Start of Block

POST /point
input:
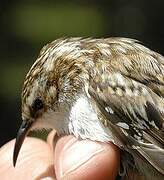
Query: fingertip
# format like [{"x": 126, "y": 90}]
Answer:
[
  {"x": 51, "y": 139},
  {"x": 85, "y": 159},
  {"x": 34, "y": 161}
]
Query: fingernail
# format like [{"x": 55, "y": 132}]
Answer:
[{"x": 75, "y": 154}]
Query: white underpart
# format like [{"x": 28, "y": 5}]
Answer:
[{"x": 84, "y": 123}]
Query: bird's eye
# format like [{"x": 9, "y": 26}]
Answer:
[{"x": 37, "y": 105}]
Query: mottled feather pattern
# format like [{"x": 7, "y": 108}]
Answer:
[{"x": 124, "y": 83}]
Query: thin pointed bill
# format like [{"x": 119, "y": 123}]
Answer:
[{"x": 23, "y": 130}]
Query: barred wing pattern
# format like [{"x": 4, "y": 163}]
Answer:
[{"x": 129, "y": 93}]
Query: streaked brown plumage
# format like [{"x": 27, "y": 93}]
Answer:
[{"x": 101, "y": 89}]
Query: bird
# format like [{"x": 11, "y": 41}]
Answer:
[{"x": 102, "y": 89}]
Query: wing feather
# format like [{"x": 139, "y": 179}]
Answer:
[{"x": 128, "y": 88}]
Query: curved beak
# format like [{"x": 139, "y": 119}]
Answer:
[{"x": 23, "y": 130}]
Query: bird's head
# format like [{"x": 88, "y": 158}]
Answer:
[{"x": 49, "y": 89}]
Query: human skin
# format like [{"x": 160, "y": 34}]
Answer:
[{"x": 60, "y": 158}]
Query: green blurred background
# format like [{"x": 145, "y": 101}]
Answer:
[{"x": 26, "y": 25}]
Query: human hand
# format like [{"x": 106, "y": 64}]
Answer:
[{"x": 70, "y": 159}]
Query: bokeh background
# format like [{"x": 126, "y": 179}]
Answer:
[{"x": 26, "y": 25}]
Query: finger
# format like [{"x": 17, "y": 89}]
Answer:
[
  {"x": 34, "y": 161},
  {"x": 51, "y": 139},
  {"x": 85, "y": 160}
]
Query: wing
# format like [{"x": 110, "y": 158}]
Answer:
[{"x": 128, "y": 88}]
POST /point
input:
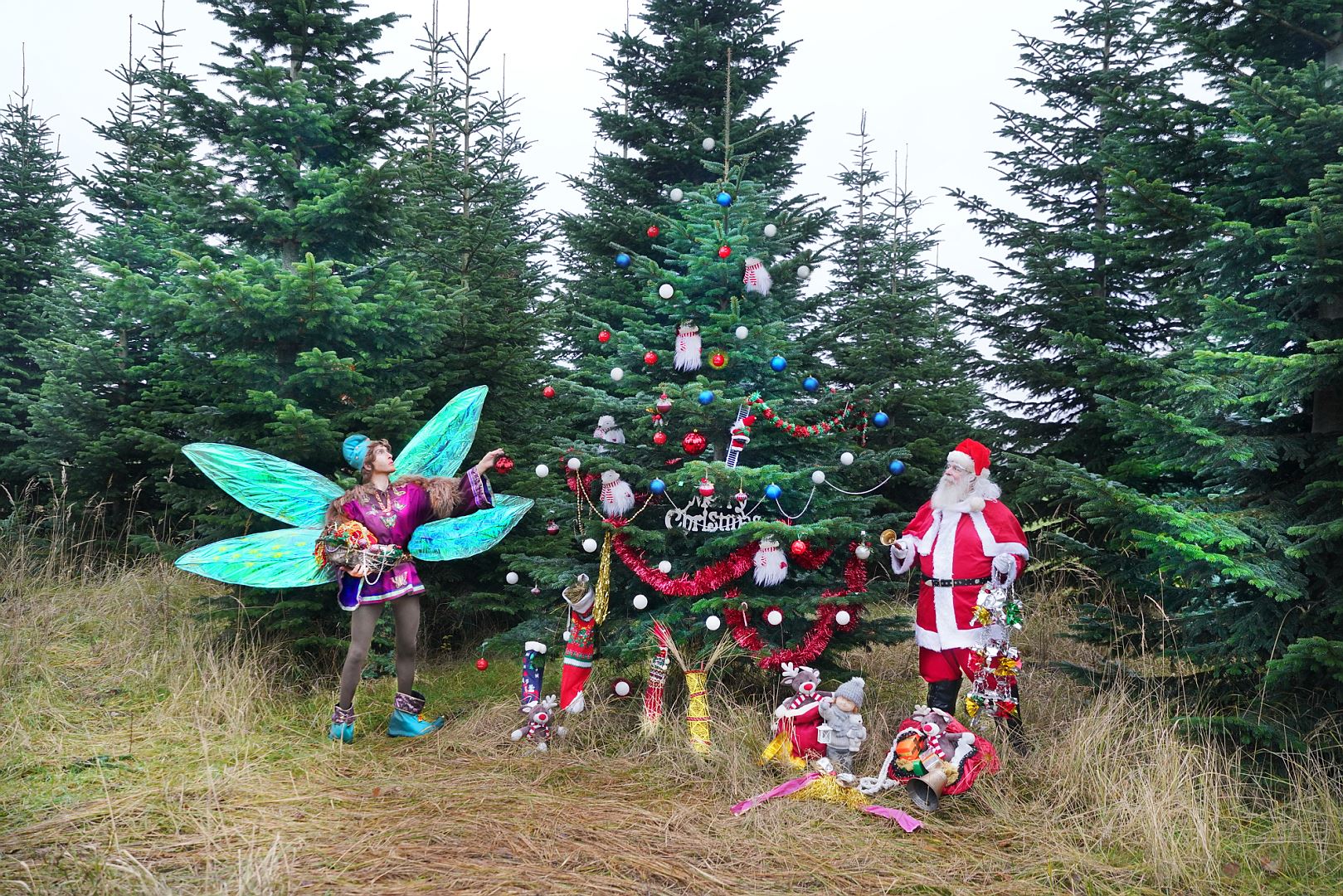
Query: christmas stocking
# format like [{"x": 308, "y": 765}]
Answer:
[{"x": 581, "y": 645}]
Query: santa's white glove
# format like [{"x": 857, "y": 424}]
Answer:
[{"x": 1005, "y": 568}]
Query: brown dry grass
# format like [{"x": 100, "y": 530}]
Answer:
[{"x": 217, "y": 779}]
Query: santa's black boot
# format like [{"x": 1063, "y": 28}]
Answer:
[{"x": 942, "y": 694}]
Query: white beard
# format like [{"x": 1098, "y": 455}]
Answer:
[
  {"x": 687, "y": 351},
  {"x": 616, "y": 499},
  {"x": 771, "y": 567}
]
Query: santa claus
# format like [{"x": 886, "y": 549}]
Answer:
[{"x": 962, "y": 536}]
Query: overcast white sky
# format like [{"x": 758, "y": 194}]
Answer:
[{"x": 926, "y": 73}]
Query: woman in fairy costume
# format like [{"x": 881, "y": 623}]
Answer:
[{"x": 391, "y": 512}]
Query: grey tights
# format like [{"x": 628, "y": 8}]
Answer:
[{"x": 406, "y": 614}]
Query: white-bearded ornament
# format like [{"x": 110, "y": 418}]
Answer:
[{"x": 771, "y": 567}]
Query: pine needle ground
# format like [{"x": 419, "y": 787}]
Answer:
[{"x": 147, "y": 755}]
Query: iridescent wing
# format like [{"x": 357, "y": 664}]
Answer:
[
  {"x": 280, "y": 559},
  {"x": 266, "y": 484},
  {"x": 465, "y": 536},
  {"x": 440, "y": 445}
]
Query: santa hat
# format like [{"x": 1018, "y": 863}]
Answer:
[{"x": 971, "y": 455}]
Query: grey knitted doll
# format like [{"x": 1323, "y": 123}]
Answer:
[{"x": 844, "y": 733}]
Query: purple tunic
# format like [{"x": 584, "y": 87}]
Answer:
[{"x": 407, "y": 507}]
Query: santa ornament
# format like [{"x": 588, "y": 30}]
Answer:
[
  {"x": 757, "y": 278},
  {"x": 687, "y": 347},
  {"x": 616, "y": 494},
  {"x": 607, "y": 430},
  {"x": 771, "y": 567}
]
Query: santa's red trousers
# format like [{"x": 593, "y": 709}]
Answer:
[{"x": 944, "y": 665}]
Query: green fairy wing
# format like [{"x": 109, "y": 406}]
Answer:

End of Block
Start of Block

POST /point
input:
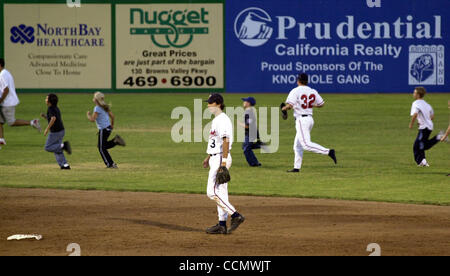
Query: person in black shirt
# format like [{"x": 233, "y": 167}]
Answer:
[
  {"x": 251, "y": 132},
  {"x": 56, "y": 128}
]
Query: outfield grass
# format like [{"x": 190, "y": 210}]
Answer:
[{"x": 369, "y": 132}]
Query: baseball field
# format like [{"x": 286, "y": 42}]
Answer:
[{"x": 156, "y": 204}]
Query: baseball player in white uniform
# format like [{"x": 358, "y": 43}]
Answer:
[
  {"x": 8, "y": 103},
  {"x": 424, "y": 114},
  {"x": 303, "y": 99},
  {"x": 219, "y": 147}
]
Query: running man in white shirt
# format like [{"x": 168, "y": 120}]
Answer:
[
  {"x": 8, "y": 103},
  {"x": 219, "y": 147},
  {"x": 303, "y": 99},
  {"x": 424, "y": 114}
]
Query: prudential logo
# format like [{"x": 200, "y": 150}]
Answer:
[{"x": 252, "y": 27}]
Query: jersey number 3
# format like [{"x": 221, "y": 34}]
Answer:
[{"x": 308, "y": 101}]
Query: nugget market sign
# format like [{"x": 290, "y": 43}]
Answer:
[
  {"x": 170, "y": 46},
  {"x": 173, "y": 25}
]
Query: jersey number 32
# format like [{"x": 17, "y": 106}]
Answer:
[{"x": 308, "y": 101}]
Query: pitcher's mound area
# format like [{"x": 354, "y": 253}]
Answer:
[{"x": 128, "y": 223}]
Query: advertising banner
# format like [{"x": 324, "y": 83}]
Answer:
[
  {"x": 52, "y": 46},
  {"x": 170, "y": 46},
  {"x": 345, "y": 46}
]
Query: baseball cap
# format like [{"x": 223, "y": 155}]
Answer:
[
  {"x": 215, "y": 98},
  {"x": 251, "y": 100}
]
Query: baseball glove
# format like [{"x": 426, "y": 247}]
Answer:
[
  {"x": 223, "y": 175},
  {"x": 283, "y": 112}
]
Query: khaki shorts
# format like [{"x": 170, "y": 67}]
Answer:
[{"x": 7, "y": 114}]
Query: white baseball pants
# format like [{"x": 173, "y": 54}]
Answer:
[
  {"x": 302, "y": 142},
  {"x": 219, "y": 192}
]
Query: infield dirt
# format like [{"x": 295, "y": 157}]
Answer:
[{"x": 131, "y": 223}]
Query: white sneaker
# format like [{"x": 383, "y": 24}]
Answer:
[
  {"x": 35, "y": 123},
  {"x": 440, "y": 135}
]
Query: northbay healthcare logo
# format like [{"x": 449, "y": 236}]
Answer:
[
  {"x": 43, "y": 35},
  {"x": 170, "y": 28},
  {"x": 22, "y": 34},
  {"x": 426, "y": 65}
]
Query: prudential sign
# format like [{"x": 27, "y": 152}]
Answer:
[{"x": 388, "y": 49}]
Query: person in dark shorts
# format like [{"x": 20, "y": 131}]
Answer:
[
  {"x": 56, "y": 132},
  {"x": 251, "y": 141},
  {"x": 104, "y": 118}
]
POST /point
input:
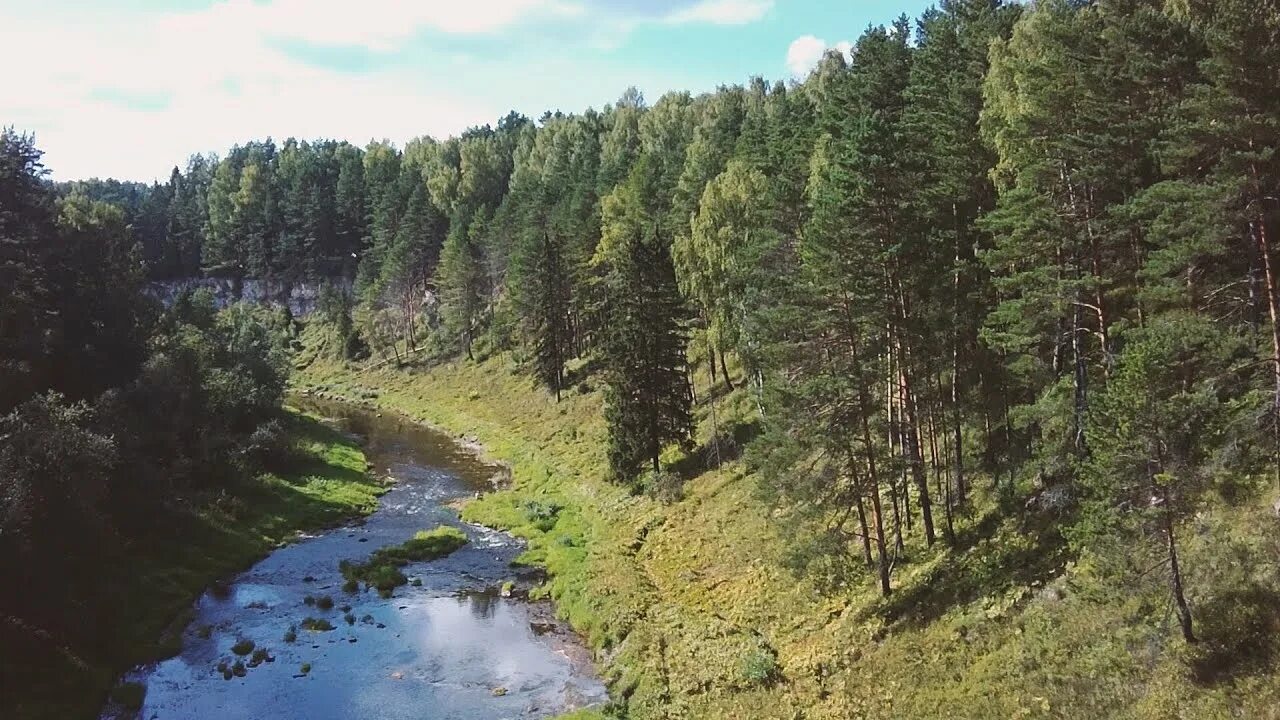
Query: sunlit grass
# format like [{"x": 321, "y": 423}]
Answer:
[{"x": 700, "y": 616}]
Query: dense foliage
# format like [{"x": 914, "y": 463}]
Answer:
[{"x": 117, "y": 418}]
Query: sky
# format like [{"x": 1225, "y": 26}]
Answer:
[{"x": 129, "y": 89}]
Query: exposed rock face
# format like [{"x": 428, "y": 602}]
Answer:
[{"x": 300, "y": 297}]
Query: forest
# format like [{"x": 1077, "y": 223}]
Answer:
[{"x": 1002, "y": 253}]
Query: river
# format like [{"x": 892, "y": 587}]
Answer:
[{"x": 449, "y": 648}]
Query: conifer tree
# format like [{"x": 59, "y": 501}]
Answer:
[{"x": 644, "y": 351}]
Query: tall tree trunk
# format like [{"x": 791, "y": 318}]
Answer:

End of Block
Start of Block

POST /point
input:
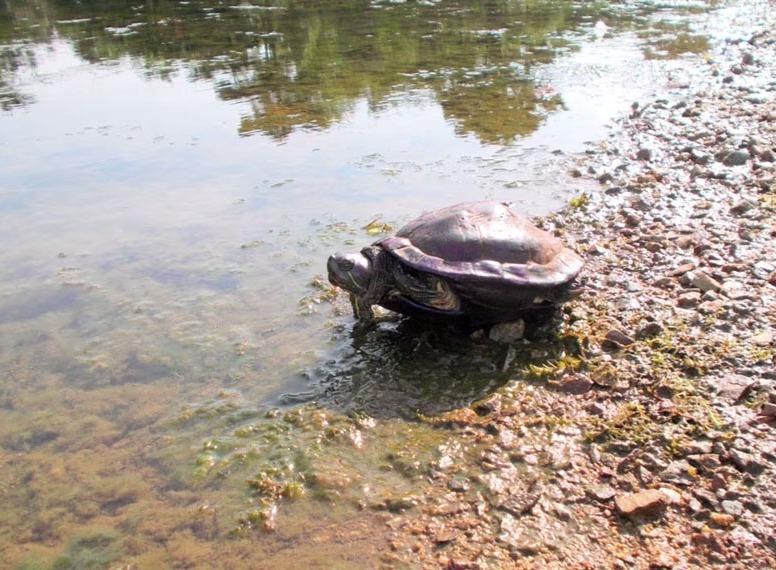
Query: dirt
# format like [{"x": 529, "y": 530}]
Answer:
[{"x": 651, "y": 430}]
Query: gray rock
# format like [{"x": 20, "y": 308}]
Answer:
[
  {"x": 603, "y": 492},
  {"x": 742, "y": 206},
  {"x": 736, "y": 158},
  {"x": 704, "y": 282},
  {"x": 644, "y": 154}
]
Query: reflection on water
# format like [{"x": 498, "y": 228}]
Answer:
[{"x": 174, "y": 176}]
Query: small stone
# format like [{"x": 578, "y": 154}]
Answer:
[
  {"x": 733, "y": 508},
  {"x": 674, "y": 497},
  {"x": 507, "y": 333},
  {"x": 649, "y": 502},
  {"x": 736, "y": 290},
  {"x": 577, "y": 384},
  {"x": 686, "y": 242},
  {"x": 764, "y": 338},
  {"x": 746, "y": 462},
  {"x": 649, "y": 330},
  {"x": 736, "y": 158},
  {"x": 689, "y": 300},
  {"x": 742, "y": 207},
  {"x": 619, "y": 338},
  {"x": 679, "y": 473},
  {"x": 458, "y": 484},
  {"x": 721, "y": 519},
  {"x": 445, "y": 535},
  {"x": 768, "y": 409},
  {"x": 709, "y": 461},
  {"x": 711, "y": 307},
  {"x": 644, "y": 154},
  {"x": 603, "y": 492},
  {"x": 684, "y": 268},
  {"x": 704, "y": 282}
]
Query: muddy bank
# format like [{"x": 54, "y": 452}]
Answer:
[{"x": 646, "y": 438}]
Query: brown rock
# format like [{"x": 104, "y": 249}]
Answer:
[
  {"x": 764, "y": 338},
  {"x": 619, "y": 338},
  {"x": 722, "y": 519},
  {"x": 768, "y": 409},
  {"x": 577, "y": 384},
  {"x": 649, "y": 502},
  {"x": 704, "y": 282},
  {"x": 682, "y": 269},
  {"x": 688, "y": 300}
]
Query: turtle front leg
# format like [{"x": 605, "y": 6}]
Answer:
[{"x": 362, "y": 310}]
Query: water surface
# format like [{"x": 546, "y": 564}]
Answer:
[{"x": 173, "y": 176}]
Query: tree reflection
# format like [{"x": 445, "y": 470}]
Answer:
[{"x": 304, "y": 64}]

End of Block

Would you please write out, exactly and with no other lines, the stretch of the listing above from the line containing "Query: baseball field" through the line containing "Query: running man in white shirt"?

Query: baseball field
# format like [{"x": 286, "y": 42}]
Answer:
[{"x": 156, "y": 204}]
Query: baseball player in white uniform
# format like [{"x": 358, "y": 43}]
Answer:
[
  {"x": 8, "y": 103},
  {"x": 424, "y": 114},
  {"x": 303, "y": 99},
  {"x": 219, "y": 147}
]
Query: running man in white shirt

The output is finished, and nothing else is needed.